Records for this exercise

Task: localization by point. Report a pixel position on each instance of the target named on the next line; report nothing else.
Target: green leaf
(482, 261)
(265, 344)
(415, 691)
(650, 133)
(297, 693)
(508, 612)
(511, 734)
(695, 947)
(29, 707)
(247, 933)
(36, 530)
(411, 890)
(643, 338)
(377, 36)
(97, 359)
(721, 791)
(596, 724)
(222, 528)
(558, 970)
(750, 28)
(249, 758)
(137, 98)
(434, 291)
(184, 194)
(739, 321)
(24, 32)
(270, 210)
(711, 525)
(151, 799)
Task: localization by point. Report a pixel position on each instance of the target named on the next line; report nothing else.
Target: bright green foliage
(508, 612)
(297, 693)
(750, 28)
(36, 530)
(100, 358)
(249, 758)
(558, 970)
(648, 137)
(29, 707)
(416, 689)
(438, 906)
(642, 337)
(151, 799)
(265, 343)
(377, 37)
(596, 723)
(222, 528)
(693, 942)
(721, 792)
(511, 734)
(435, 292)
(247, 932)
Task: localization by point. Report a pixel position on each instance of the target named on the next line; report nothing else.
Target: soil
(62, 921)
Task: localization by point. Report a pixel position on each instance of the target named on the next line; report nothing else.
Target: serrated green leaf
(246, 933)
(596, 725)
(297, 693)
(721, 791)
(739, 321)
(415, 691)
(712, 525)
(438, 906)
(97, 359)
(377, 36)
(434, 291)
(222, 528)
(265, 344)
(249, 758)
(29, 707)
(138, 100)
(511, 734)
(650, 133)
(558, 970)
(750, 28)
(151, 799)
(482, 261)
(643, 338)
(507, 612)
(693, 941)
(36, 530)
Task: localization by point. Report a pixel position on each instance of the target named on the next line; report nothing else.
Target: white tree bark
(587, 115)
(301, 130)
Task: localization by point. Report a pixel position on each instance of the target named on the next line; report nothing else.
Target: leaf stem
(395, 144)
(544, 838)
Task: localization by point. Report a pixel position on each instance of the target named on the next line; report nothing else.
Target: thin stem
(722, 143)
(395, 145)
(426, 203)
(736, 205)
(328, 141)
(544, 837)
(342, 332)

Request
Can you rewrite every line of the records above as a JSON list of strings, one string per line, with blank lines omitted?

Solution
[
  "Task: localization by point. Report a pixel position on each instance of the target named on the next line; report nothing else.",
  "Target: green leaf",
  "(482, 261)",
  "(265, 344)",
  "(415, 691)",
  "(650, 133)",
  "(297, 693)",
  "(508, 612)",
  "(511, 734)",
  "(695, 947)",
  "(29, 707)",
  "(247, 933)",
  "(36, 530)",
  "(411, 890)",
  "(643, 338)",
  "(377, 36)",
  "(97, 359)",
  "(721, 791)",
  "(596, 724)",
  "(222, 528)",
  "(558, 970)",
  "(750, 28)",
  "(249, 758)",
  "(137, 98)",
  "(434, 291)",
  "(184, 194)",
  "(739, 321)",
  "(24, 32)",
  "(270, 210)",
  "(711, 525)",
  "(151, 799)",
  "Task: localization by point. Report a pixel position on each instance of the target named on the next line; report nothing else.",
  "Target: bright green foliage",
  "(508, 612)",
  "(297, 693)",
  "(750, 28)",
  "(36, 530)",
  "(100, 358)",
  "(249, 758)",
  "(558, 970)",
  "(648, 137)",
  "(29, 707)",
  "(416, 689)",
  "(438, 906)",
  "(642, 337)",
  "(151, 799)",
  "(265, 343)",
  "(377, 37)",
  "(596, 723)",
  "(222, 528)",
  "(693, 942)",
  "(721, 792)",
  "(511, 734)",
  "(435, 292)",
  "(247, 932)",
  "Task: localization by point. Report a pixel position on each instance of the target named on the next line; report nothing else.",
  "Target: soil",
  "(62, 921)",
  "Task: localization by point. Report a pixel position on each instance of the target named on the next line; report nothing else.",
  "Target: serrated green leaf",
  "(246, 933)",
  "(596, 725)",
  "(297, 693)",
  "(721, 791)",
  "(739, 321)",
  "(415, 691)",
  "(712, 525)",
  "(438, 906)",
  "(97, 359)",
  "(377, 36)",
  "(434, 291)",
  "(222, 528)",
  "(265, 344)",
  "(249, 758)",
  "(29, 707)",
  "(138, 100)",
  "(511, 734)",
  "(650, 133)",
  "(558, 970)",
  "(750, 28)",
  "(151, 799)",
  "(482, 261)",
  "(643, 338)",
  "(507, 612)",
  "(693, 941)",
  "(36, 530)",
  "Task: localization by point. Report a pixel position on each instance of the target named on the next line; report nothing else.",
  "Target: white tree bark",
  "(587, 115)",
  "(301, 130)",
  "Task: localization by point. Report a pixel position on each instance of the target named on the next line; report nothing else.",
  "Target: leaf stem",
  "(395, 144)",
  "(544, 838)",
  "Task: localization by point. Report a pixel position on each instance of the target named on the next line; report nothing else.",
  "Target: thin stem",
  "(722, 143)",
  "(395, 145)",
  "(426, 203)",
  "(736, 205)",
  "(328, 141)",
  "(544, 837)",
  "(342, 332)"
]